Activity: The string "hood" appears in some lines of the data. Report how many, with no other words.

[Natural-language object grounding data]
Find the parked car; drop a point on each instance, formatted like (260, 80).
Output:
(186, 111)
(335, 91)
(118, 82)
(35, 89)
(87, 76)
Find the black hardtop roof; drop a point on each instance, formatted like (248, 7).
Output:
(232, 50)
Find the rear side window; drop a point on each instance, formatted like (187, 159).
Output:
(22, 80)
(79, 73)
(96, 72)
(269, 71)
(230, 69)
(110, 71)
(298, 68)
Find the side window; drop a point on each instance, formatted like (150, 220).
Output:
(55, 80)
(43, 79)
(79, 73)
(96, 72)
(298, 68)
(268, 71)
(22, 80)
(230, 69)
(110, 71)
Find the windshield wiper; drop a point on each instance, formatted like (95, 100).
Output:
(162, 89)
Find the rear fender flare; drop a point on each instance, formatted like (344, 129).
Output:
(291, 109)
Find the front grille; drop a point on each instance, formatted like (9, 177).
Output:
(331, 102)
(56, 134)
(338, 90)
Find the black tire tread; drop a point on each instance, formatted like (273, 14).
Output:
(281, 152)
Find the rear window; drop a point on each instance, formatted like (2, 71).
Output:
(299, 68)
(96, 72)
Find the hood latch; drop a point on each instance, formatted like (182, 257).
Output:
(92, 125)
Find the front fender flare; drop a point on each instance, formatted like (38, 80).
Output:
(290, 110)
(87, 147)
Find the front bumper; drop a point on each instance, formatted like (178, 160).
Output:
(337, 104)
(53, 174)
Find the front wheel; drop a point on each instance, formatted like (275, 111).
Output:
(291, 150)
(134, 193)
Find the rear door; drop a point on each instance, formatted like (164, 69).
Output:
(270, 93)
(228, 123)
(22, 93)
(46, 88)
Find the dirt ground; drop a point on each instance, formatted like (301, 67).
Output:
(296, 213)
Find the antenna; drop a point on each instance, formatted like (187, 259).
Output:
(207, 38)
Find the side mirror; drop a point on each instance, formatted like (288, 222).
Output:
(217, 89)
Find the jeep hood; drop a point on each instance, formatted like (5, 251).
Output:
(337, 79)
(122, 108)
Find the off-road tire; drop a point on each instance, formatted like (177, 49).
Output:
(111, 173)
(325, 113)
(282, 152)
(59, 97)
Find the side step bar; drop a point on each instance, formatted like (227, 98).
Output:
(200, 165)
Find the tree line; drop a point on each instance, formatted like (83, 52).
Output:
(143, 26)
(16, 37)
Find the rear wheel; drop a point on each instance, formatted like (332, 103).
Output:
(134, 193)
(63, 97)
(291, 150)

Output of the task: 2